Things to do -
[A] In the email on credential switching, what word did Boaz Harrosh say he meant when he wrote "mining"?
[B] Carry on the credential switching email from its last sentence.

Page excerpt -
= Beginning of Section =

Re: Re: Thoughts on credential switching

From: Jim Lieb
Date: Tue Apr 22 2014 - 12:36:06 EST


On Tuesday, April 22, 2014 15:14:33 Boaz Harrosh wrote:
> On 04/22/2014 02:37 PM, Florian Weimer wrote:
> > On 03/27/2014 02:33 PM, Boaz Harrosh wrote:
> >> POSIX or not it just does not have any real programming mining
> >> at all.
> >
> > What do you mean with "mining" in this context?
>
> Sorry I saw this mistake after I posted. I meant "meaning".
>
> What I'm saying is that the mess starts when you are trying
> to keep patching a very wrong API. the POSIX politics aside,
> in regard to user switching (and current directory and etc...)
> this API is plain WRONG. I mean in the mathematical sense wrong.
>
> All these application mess is not the application programmers
> fault. He had to do what he had to do. The mess starts when you
> are trying to keep a mathematical contradiction in your proof.
>
> It is glibc mess for trying to maintain compatibility with
> these "PROCESS WIDE OPERATIONS". And naming it holy names like
> POSIX will not cover the mess that they are. As long as you try
> to keep them there will be mess. If you want to honestly clean
> things up is by throwing the true garbage out. Convert all legacy
> code to new mathematically sound API's.
>
> Peace
> Boaz

I don't want to keep this churning thread going. I'd rather solve today's
problems. So let's put this in perspective and move on. Our project has a
problem to solve.

= End of Section =

Stored data -
= Beginning of Section =

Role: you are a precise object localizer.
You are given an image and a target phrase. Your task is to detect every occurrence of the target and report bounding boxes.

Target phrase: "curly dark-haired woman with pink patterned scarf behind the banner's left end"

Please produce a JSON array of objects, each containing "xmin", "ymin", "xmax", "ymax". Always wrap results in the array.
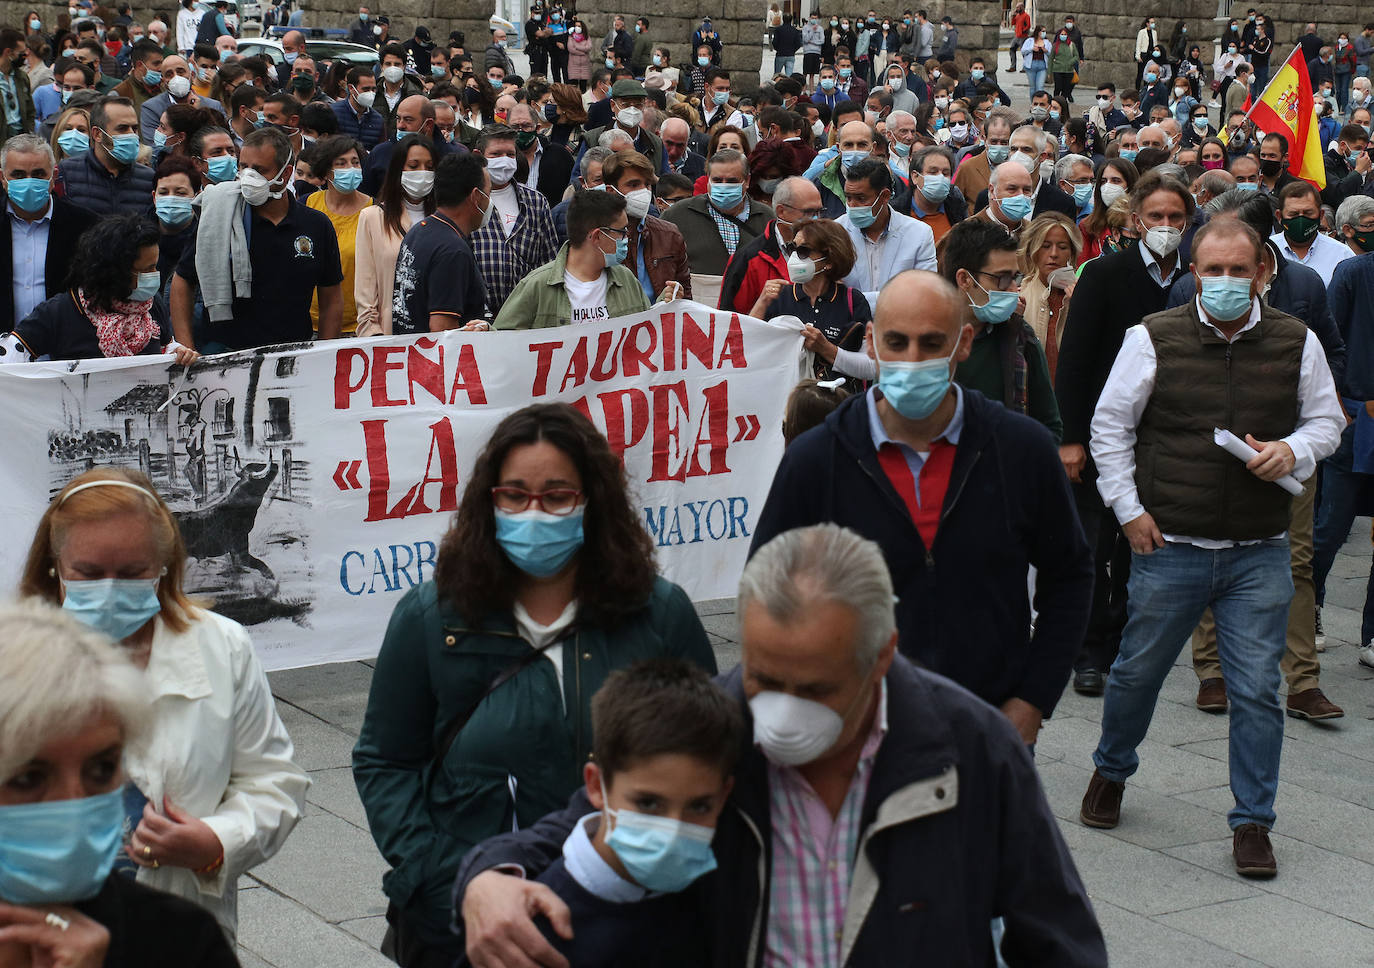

= End of Section =

Activity answers -
[A] "Meaning."

[B]
I wouldn't necessarily say wrong, simply very out of date. All of these
issues with POSIX and pthreads in particular come from one common source, the
actual capabilities of the systems, BSD, and SysV at the time. The goofy
localtime_r and friends were (and still are) hacks to work around the
simplistic interfaces in the original Bell Labs code that deeply assumed a
single process with a single thread, i.e. there were only 3 segments, no
shared libraries or shared r/w memory and definitely no (real) TLS. The
pthreads interfaces deeply assumed the same. Even worse, it had to also run
on VMS which (I don't believe) ever had kernel support for multiple user space
theads. ASTs are nasty enough and only worked because everybody knew that you
were either in app code or the AST... So all of this stuff is based on lowest
common denominator. The "Single UNIX Specification" was a peace treaty among
warring computer companies out looking for lock-ins and competitive advantages
while reluctantly realizing that the ISV community (Oracle) really didn't care
about anything but a common base.

Let's move on. Glibc has to keep some semblance of POSIX in order to cope
with legacy code from that era and I commend them for their perseverance. But
that should not hold us back from leveraging today's architectures and, more
importantly, today's multi-client workloads. If that means extensions to
POSIX fine. But if POSIX gets hung up because *BSD doesn't have kernel support
for thread level creds and *bsd.org doesn't want to do it, we just do what fits
today's requirements and what Linux is capable of,

Jim
--
Jim Lieb
Linux Systems Engineer
Panasas Inc.

"If ease of use was the only requirement, we would all be riding tricycles"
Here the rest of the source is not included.